■ **BRIEF**: From the line containing "Point out the yellow" to the last line of the records below, repeat every line exactly and add nothing else.

*** SUPPLIED MATERIAL Section Begins ***

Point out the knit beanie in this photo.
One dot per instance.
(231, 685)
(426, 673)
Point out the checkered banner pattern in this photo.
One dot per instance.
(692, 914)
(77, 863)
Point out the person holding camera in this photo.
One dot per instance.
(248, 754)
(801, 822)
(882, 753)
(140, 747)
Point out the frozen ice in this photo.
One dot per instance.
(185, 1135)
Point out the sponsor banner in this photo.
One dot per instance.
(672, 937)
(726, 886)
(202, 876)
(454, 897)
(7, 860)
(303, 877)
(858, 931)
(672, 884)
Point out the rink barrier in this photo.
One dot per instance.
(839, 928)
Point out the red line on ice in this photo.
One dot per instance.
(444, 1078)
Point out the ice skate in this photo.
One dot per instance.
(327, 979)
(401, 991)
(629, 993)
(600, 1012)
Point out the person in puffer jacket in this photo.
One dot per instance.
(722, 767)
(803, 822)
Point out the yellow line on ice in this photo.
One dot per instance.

*** SUPPLIED MATERIAL Section Ends ***

■ **OUTPUT FOR THIS TASK**:
Point out the yellow line on ice in this photo.
One dot per instance.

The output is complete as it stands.